> [GIVEN TEXT]
Start of Block

Standard filters are identified using the link-editor's -F flag. This flag takes an associated filename indicating the shared object that will supply symbol references at runtime. This shared object is referred to as the filtee. Multiple use of the -F flag allows multiple filtees to be recorded.

If the filtee cannot be processed at runtime, or any symbol defined by the filter cannot be located within the filtee, the filter is ignored and symbol resolution continues to the next associated dependency.

An auxiliary filter has a similar mechanism, however, the filter itself contains an implementation corresponding to its symbols. A link-edit using the filter will reference the symbols provided by the filter itself; the implementation of the symbol reference can be provided from an alternative source at runtime.

Auxiliary filters are identified using the link-editor's -f flag. This flag takes an associated filename indicating the shared object that can be used to supply symbols at runtime. This shared object is referred to as the filtee. Multiple use of the -f flag allows multiple filtees to be recorded.

If the filtee cannot be processed at runtime, or any symbol defined by the filter cannot be located within the filtee, the implementation of the symbol within the filter will be used.

Generating a Standard Filter

To generate a standard filter, first define a filtee, libbar.so.1, on which this filter technology will be applied. This filtee might be built from several relocatable objects. One of these objects originates from the file bar.c, and supplies the symbols foo and bar:

$ cat bar.c
char * bar = "bar";

char * foo()
{
    return("defined in bar.c");
}
$ cc -o libbar.so.1 -G -K pic .... bar.c ....

A standard filter, libfoo.so.1, is generated for the symbols foo and bar, and indicates the association to the filtee libbar.so.1. For example:

$ cat foo.c
char * bar = 0;

char * foo(){}

$ LD_OPTIONS='-F libbar.so.1' \
cc -o libfoo.so.1 -G -K pic -h libfoo.so.1 -R. foo.c
$ ln -s libfoo.so.1 libfoo.so
$ dump -Lv libfoo.so.1 | egrep "SONAME|FILTER"
[1]     SONAME   libfoo.so.1
[2]     FILTER   libbar.so.1

Note -

Here, the environment variable LD_OPTIONS is used to circumvent this compiler driver from interpreting the -F option as one of its own.

If the link-editor references the standard filter libfoo.so.1 to create a dynamic executable or shared object, it will use the information from the filter's symbol table during symbol resolution (see "Symbol Resolution" for more details).

At runtime, any reference to the symbols of the filter will result in the additional loading of the filtee libbar.so.1. The runtime linker will use this filtee to resolve any symbols defined by libfoo.so.1.

For example, the following dynamic executable, prog, references the symbols foo and bar, which are resolved during link-edit from the filter libfoo.so.1:

$ cat main.c
extern char * bar, * foo();

main(){
    (void) printf("foo() is %s: bar=%s\n", foo(), bar);
}
$ cc -o prog main.c -R. -L. -lfoo
$ prog
foo() is defined in bar.c: bar=bar

The execution of the dynamic executable prog results in the function foo(), and the data item bar, being obtained from the filtee libbar.so.1, not from the filter libfoo.so.1.

Note -

In this example, the filtee libbar.so.1 is uniquely associated to the filter libfoo.so.1 and is not available to satisfy symbol lookup from any other objects that might be loaded as a consequence of executing prog.

End of Block

Referring expression grounding data:

Start of Block

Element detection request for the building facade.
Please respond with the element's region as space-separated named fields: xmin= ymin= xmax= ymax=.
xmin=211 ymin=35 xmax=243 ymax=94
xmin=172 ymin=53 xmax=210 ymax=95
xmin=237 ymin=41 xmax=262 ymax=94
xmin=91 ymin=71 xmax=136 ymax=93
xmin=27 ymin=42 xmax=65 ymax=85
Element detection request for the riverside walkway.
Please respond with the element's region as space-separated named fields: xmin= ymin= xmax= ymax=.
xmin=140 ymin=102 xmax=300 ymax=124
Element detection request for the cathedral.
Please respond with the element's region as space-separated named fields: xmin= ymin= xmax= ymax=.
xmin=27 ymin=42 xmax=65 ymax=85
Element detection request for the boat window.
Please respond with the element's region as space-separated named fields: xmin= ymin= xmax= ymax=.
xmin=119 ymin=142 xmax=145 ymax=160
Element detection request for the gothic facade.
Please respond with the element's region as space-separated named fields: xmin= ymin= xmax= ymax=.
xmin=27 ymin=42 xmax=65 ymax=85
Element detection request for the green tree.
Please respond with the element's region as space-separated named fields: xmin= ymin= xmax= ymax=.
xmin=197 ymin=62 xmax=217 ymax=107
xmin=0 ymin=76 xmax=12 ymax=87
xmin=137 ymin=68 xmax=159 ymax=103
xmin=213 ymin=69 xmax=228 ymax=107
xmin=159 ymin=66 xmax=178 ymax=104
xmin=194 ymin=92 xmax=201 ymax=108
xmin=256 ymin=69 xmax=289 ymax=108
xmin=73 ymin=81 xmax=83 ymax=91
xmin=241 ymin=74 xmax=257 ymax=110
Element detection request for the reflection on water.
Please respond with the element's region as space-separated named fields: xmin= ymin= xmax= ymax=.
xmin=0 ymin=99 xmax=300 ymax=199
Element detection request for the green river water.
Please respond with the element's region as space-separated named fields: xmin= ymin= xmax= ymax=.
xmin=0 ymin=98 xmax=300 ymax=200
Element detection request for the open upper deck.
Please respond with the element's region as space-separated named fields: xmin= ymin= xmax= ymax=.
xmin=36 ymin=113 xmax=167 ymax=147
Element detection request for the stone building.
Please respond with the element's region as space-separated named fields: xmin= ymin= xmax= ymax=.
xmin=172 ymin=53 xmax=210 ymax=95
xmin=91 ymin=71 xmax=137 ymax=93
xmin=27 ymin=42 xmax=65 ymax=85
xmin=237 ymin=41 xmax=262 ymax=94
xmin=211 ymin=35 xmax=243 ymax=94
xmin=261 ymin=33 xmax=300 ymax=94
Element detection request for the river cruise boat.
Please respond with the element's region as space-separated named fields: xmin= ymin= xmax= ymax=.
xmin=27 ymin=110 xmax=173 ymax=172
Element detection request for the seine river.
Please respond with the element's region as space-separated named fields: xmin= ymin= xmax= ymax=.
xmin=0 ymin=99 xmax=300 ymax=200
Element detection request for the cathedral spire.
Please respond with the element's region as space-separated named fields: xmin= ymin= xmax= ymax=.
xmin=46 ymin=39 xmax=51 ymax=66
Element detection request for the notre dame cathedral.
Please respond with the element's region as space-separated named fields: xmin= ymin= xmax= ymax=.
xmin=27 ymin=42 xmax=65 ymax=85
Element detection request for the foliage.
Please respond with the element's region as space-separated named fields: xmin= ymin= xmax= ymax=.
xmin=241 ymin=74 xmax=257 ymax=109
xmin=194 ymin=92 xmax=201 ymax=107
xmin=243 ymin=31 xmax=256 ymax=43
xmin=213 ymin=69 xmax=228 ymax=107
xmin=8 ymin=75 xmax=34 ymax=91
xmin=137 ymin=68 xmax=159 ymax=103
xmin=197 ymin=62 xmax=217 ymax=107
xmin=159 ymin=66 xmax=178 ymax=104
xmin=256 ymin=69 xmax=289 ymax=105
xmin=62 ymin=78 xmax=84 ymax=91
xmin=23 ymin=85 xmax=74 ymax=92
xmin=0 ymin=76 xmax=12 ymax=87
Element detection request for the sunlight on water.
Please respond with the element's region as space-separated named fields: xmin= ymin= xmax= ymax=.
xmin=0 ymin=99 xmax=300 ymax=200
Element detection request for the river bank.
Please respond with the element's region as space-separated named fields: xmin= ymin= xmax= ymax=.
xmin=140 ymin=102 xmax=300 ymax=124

End of Block

> [ASSIGNED TASK]
Answer these questions from the text on link-editor filters:
1. Which link-editor flag identifies auxiliary filters?
2. If an auxiliary filter's filtee cannot be processed at runtime, what is used instead?
3. Why is LD_OPTIONS used when the standard filter libfoo.so.1 is generated?

> [EXPECTED ANSWER]
1. The -f flag.
2. The implementation of the symbol within the filter.
3. It keeps the compiler driver from interpreting the -F option as one of its own.